## START GIVEN RECORDS

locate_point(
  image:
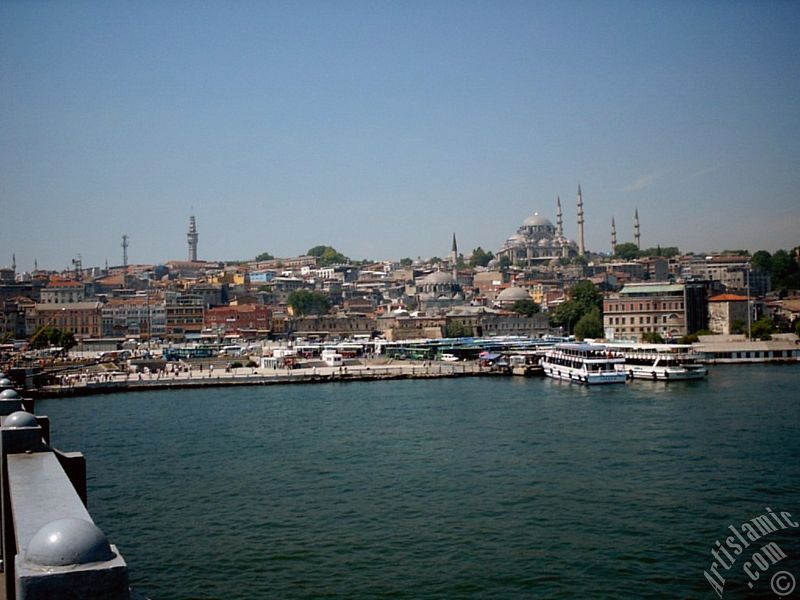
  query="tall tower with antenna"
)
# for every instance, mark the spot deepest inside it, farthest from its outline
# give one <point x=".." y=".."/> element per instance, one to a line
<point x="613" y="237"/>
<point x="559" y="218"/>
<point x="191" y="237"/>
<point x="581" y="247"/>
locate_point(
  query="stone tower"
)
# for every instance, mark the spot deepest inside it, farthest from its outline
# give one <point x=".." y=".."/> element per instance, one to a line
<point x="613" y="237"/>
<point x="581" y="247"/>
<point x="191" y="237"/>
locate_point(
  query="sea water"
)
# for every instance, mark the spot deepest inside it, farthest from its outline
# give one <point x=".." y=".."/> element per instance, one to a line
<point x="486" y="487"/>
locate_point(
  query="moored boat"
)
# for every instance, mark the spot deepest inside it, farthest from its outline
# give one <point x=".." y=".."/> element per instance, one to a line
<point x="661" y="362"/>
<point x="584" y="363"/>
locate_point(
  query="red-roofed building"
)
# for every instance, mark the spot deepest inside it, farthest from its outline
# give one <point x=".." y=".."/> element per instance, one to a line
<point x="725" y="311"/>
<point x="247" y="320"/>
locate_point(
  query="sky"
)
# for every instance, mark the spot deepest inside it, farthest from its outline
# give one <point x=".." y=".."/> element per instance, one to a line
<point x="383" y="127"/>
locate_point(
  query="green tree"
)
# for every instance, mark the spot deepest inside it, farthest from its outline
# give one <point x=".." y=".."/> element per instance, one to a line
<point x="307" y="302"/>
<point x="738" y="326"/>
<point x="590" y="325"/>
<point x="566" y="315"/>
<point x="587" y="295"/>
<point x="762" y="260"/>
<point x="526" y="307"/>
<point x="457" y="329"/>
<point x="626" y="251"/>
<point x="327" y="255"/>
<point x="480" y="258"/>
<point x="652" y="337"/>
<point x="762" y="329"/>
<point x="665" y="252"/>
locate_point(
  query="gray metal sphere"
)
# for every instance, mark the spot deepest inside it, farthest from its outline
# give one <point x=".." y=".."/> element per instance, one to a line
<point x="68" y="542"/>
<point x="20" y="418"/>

## END GIVEN RECORDS

TO DO: Print all the records again exactly; do not include any picture.

EXERCISE RESULT:
locate_point(
  image:
  query="tall tower with antenna"
)
# for every instance, mark the spot deepest inside it, farthest from its outline
# give one <point x=".." y=".."/> element per instance, one to a line
<point x="613" y="237"/>
<point x="559" y="218"/>
<point x="191" y="237"/>
<point x="581" y="247"/>
locate_point(
  query="stone tower"
)
# for every instance, mark the spot deepest inside it, farthest from its outline
# give one <point x=".." y=".."/> element per instance, one to a line
<point x="613" y="237"/>
<point x="581" y="247"/>
<point x="191" y="237"/>
locate_point(
  query="sea water"
)
# for every instance, mark the spot deepest inside it, farthest from its outline
# give one <point x=".." y=".."/> element per instance, one to a line
<point x="486" y="487"/>
locate_point(
  query="moored boat"
)
# for every instance, mark the spot deepest inside it, farthest from its outline
# give one <point x=".." y=".."/> element per instance, one to a line
<point x="661" y="362"/>
<point x="584" y="363"/>
locate_point(
  query="red-roofed building"
)
# for every instance, mark the spot deepest inside it, farthest from its outline
# give one <point x=".." y=".."/> element per instance, one to a line
<point x="725" y="311"/>
<point x="247" y="320"/>
locate_point(
  query="sky"
)
# for every instance, mark the spot deepest inside it, farthest from its outline
# give one <point x=".." y=".."/> element per instance, one to a line
<point x="383" y="127"/>
locate_point(
  query="green tree"
)
# for every instance, mark the spot deepest inside it, farthest from its outline
# give one <point x=".." y=".."/> element per instance, one to a line
<point x="307" y="302"/>
<point x="738" y="326"/>
<point x="590" y="325"/>
<point x="566" y="315"/>
<point x="587" y="295"/>
<point x="762" y="260"/>
<point x="526" y="307"/>
<point x="457" y="329"/>
<point x="626" y="251"/>
<point x="327" y="255"/>
<point x="480" y="258"/>
<point x="652" y="337"/>
<point x="762" y="329"/>
<point x="665" y="252"/>
locate_point(
  query="gray metal sphere"
)
# for every instance, mark the spot deepest inside it, farthest from its outline
# give one <point x=".." y=".."/> element per instance, one to a line
<point x="68" y="542"/>
<point x="20" y="418"/>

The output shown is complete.